▶ **WRITTEN INSTRUCTION**: Scale the portion of the records that opens with the line containing "cloud? Provide the bounding box." and closes at the end of the records, writing out all of its lines again with the requests included. Multiply every bounding-box coordinate in the answers by 0.65 and round each result to a whole number, with halves rounded up.

[Collected data entries]
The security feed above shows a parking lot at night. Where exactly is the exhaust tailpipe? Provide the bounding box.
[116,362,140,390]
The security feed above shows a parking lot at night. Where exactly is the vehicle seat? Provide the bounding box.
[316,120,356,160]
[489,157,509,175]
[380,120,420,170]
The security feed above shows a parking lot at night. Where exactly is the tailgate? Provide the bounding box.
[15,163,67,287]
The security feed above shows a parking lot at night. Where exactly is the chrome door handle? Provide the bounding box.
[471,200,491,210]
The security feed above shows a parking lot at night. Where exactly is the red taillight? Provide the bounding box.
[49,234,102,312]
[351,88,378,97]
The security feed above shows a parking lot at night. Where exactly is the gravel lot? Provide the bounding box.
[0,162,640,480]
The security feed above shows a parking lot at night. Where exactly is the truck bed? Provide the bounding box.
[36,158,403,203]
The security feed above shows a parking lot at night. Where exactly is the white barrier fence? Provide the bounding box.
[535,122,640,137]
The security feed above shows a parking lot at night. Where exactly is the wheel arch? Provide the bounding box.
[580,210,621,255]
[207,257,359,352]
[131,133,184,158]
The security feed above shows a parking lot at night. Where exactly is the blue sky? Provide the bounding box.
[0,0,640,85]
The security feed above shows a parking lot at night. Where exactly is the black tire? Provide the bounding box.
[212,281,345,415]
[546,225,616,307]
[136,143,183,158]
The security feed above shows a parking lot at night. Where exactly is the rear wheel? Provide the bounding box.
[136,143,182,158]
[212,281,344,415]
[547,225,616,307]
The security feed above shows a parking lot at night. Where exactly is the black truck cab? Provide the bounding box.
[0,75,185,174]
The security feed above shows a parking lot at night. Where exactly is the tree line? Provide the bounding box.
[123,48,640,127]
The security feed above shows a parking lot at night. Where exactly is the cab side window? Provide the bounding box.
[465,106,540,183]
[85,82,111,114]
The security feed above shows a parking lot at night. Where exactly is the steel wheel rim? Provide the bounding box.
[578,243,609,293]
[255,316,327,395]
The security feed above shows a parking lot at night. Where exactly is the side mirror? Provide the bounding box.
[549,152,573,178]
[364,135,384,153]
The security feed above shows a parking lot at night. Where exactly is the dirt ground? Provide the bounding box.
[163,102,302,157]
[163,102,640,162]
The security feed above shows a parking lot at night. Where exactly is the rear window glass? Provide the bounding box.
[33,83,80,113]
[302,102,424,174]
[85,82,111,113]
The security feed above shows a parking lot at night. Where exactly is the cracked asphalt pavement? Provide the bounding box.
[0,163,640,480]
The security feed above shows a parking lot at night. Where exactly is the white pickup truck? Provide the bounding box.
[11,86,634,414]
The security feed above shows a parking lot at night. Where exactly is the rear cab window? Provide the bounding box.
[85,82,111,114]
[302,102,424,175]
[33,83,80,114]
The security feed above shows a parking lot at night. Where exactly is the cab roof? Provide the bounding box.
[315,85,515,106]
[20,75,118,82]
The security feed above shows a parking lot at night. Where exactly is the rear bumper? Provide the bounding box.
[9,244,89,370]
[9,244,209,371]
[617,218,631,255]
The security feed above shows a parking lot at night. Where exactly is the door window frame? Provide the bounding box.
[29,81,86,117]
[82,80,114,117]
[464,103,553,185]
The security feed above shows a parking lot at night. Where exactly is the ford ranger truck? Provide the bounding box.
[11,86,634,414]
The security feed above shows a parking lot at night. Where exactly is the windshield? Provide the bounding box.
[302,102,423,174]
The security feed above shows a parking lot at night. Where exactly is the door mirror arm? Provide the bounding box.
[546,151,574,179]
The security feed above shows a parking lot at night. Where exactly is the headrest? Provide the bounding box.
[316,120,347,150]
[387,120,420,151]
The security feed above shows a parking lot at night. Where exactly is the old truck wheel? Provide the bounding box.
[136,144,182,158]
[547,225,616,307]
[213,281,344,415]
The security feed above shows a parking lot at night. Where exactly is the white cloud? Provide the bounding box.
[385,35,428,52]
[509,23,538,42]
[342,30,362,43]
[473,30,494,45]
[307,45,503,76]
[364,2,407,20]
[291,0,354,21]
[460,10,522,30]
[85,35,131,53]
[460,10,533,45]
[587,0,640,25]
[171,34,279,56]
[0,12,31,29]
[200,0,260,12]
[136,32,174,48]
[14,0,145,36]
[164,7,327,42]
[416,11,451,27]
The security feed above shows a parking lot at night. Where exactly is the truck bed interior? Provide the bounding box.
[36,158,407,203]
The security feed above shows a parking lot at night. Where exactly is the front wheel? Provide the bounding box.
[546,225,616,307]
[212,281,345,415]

▶ **EXERCISE ANSWER**:
The security feed above shows a parking lot at night. Where exactly is the white cloud? Provide the bounding box.
[250,23,278,34]
[331,15,350,27]
[222,20,235,28]
[307,20,321,29]
[200,29,327,49]
[237,1,265,13]
[189,0,230,14]
[299,7,339,20]
[55,23,85,34]
[299,7,346,29]
[382,0,416,16]
[111,22,181,36]
[0,8,20,19]
[130,0,169,8]
[88,21,113,31]
[9,0,94,23]
[107,5,213,27]
[270,7,293,18]
The security feed above shows a parking lot at night. Where exactly is the truck bed interior? Provide the bounding box.
[23,103,265,132]
The security feed above shows a parking lot at night. Where exactly is the front wheel? Provide the bounding box.
[355,146,400,200]
[138,183,224,270]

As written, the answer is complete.